-- RECORDED INFORMATION follows --

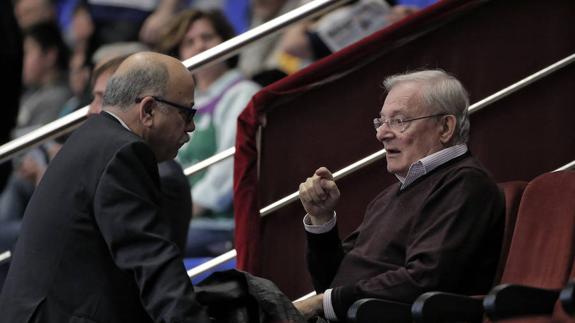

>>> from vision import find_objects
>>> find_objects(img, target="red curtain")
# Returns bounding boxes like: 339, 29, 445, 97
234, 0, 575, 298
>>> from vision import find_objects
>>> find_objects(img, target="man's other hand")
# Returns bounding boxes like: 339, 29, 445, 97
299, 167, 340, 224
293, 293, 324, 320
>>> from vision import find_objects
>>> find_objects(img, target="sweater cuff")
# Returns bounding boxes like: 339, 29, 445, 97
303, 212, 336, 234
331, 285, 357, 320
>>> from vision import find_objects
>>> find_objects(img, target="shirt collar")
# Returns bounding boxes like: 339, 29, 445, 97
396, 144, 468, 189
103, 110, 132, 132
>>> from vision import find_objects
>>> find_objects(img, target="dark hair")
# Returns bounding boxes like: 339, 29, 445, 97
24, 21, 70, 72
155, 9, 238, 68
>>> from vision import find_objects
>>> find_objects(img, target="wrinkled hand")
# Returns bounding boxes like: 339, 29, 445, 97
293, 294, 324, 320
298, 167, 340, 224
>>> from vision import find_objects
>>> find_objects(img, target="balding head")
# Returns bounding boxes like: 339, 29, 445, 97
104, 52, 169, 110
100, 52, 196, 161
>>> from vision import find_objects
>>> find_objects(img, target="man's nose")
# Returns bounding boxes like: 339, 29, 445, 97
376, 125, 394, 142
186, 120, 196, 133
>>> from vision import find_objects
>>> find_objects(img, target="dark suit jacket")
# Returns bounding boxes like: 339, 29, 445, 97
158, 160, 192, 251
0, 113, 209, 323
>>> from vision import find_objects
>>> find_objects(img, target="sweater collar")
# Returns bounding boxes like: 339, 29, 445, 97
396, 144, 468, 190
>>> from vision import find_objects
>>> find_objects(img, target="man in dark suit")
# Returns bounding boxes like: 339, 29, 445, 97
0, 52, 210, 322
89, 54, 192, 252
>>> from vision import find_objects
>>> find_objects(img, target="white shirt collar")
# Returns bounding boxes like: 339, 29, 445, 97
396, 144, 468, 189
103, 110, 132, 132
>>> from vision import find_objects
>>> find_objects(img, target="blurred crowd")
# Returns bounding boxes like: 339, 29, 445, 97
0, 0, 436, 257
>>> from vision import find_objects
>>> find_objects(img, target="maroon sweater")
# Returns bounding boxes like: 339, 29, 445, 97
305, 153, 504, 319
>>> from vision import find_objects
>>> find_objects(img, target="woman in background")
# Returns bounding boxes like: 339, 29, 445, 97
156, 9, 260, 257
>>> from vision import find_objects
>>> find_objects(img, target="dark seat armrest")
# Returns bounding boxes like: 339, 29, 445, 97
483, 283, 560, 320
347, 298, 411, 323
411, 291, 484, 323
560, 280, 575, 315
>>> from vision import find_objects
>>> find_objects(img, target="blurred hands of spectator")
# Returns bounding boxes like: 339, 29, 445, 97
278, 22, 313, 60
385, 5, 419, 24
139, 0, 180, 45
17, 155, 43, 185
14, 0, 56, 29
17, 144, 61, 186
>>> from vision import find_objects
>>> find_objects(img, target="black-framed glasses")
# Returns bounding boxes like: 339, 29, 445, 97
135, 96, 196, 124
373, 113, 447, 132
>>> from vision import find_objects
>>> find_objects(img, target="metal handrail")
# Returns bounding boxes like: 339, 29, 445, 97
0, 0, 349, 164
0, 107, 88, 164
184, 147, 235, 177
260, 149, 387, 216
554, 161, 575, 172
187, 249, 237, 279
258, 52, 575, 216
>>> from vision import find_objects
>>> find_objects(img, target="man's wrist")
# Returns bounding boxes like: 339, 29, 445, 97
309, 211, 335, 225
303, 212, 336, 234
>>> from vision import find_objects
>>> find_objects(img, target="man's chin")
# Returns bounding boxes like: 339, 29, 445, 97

-- RECORDED INFORMATION concluded --

§ ASSIGNMENT
Tally the lines of the data that hold the string "suit". Answer with the number and nothing more.

§ ANSWER
2